# Collected data entries
.....

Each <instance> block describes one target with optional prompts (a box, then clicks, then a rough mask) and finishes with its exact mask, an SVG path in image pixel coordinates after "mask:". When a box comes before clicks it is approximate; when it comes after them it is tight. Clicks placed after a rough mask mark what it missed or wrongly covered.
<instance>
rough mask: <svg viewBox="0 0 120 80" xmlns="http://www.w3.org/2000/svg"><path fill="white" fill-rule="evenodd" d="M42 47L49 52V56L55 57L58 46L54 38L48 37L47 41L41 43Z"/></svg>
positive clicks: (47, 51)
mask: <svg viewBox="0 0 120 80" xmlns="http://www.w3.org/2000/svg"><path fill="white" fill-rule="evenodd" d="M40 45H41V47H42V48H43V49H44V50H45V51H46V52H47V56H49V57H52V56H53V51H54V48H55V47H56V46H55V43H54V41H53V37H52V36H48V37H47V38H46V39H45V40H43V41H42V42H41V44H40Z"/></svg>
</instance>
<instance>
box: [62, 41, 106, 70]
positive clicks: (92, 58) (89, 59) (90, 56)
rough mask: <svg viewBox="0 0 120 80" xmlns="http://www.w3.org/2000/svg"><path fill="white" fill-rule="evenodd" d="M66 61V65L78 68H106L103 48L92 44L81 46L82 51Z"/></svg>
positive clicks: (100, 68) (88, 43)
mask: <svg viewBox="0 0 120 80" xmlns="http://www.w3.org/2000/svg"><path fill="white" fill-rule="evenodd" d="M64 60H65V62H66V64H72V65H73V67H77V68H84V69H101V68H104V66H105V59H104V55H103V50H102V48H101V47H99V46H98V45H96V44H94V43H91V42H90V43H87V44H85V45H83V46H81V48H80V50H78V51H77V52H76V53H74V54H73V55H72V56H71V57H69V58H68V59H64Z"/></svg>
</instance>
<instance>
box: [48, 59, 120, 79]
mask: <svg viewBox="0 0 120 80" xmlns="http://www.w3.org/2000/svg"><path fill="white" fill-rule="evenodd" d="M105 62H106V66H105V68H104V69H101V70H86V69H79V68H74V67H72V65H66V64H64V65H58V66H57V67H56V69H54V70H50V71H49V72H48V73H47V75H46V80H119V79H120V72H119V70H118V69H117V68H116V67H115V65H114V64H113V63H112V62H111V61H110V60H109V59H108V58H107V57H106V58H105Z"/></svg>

.....

# The problem
Among the entries above, locate the lines containing "47L49 52V56L55 57L58" and "61V65L78 68H106L103 48L92", and transcribe exactly those two lines and all lines between.

# Solved exercise
rough mask: <svg viewBox="0 0 120 80" xmlns="http://www.w3.org/2000/svg"><path fill="white" fill-rule="evenodd" d="M42 47L49 52V56L55 57L58 46L54 38L48 37L47 41L41 43Z"/></svg>
positive clicks: (47, 51)
mask: <svg viewBox="0 0 120 80" xmlns="http://www.w3.org/2000/svg"><path fill="white" fill-rule="evenodd" d="M40 45H41V47H42V48H43V49H44V50H45V51H46V52H47V56H49V57H52V56H53V51H54V48H55V47H56V46H55V43H54V41H53V37H52V36H48V37H47V38H46V39H45V40H43V41H42V42H41V44H40Z"/></svg>
</instance>
<instance>
box: [62, 41, 106, 70]
positive clicks: (92, 58) (89, 59) (90, 56)
rough mask: <svg viewBox="0 0 120 80" xmlns="http://www.w3.org/2000/svg"><path fill="white" fill-rule="evenodd" d="M66 61V65L78 68H106L103 48L92 44L81 46L82 51Z"/></svg>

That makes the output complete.